Written request: From the material below, copy out every line that contains the word "bird".

Material provided:
::::::::
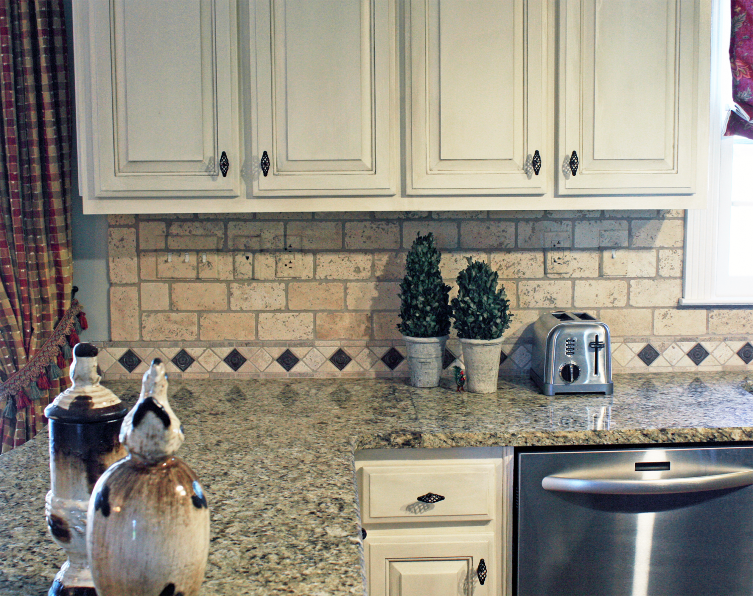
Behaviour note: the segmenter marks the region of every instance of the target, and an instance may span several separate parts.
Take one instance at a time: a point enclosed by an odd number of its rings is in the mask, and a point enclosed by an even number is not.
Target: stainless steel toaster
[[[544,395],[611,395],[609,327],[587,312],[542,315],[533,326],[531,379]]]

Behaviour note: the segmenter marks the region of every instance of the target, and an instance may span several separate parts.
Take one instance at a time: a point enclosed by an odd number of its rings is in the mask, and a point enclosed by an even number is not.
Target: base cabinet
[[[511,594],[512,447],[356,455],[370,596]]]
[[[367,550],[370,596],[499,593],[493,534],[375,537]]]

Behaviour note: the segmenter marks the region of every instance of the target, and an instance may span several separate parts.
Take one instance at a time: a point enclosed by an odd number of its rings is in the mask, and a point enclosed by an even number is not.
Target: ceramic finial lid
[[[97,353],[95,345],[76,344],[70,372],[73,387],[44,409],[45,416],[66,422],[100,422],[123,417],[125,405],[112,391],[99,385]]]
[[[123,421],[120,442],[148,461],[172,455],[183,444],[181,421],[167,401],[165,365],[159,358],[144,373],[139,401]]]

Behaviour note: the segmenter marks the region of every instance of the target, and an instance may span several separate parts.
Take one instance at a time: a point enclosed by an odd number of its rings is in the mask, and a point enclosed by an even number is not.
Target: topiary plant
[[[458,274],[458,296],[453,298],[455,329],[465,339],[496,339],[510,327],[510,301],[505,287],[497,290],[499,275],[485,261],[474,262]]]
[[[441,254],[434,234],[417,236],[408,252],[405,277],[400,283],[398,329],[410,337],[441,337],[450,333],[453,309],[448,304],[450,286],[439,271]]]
::::::::
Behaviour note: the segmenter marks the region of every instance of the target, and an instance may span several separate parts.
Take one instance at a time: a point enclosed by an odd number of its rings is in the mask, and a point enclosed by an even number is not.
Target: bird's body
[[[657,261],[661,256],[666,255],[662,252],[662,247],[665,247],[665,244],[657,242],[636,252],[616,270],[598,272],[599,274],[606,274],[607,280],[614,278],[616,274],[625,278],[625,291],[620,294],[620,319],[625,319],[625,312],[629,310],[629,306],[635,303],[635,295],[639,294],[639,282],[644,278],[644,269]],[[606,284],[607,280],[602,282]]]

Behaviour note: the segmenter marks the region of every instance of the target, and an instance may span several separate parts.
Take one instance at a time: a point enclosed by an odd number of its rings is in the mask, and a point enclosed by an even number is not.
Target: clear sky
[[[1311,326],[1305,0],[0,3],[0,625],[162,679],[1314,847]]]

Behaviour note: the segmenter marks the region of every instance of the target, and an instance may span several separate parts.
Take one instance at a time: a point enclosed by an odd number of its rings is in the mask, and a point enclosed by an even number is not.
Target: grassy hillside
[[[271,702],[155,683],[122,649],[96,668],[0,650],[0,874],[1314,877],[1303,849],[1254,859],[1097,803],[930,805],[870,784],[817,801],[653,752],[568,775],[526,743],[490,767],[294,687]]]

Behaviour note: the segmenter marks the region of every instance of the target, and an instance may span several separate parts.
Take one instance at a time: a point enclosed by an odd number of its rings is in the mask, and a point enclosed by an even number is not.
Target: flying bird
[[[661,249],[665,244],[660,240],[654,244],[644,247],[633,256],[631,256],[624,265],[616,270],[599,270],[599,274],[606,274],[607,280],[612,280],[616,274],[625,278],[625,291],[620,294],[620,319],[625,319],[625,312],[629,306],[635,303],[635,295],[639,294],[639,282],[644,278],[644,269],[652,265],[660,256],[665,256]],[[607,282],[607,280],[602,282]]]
::::::::
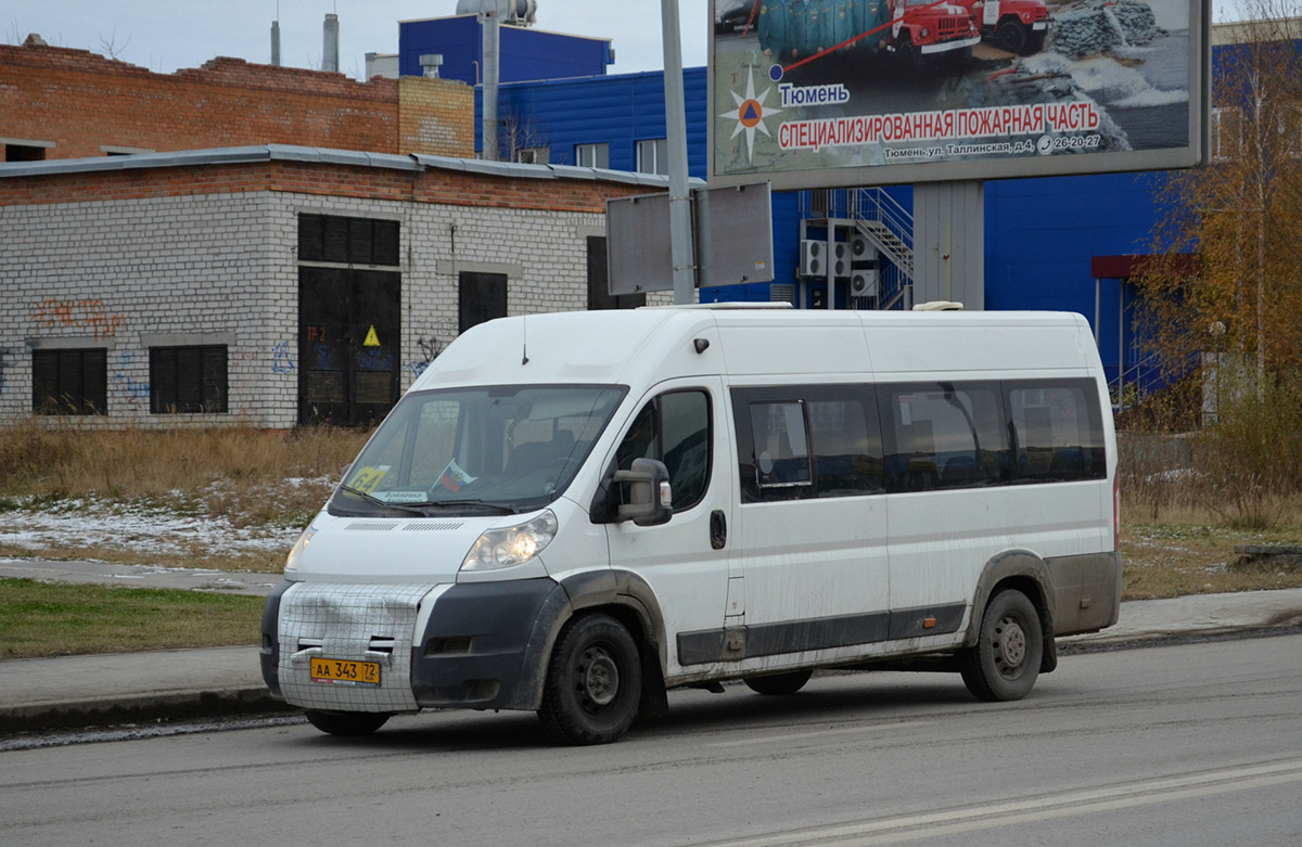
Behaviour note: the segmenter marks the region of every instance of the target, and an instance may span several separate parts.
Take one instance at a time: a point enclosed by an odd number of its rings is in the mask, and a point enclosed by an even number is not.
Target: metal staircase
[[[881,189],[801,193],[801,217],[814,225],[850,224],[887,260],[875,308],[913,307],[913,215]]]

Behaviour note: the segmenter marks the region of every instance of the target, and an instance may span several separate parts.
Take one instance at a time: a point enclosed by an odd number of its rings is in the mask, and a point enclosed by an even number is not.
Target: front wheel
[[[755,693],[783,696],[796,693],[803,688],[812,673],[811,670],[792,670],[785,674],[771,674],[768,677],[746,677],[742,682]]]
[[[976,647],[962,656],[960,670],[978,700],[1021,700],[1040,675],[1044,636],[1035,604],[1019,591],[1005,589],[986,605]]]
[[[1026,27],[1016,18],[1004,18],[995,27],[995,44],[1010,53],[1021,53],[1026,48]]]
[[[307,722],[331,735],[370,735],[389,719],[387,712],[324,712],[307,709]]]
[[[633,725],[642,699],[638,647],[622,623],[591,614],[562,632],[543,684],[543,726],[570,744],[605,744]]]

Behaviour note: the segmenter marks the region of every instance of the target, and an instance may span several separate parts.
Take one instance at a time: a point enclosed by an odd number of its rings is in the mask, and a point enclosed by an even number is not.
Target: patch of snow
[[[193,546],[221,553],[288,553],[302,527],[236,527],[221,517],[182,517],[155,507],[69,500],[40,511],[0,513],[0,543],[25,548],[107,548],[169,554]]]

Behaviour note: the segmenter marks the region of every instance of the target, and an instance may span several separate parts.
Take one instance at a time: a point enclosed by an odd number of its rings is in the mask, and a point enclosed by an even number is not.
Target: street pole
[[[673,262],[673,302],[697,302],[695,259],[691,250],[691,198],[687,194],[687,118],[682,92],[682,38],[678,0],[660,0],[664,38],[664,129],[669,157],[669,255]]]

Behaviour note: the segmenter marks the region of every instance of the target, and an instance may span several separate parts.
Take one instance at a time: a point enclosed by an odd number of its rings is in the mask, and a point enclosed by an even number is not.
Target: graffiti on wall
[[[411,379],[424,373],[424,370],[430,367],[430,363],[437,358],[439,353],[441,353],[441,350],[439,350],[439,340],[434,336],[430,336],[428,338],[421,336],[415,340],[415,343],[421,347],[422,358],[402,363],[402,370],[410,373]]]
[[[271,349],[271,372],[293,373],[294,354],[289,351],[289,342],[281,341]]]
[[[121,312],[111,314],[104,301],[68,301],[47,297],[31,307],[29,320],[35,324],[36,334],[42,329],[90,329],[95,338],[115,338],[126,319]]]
::::::::
The response:
Target: bird's body
Target: flying bird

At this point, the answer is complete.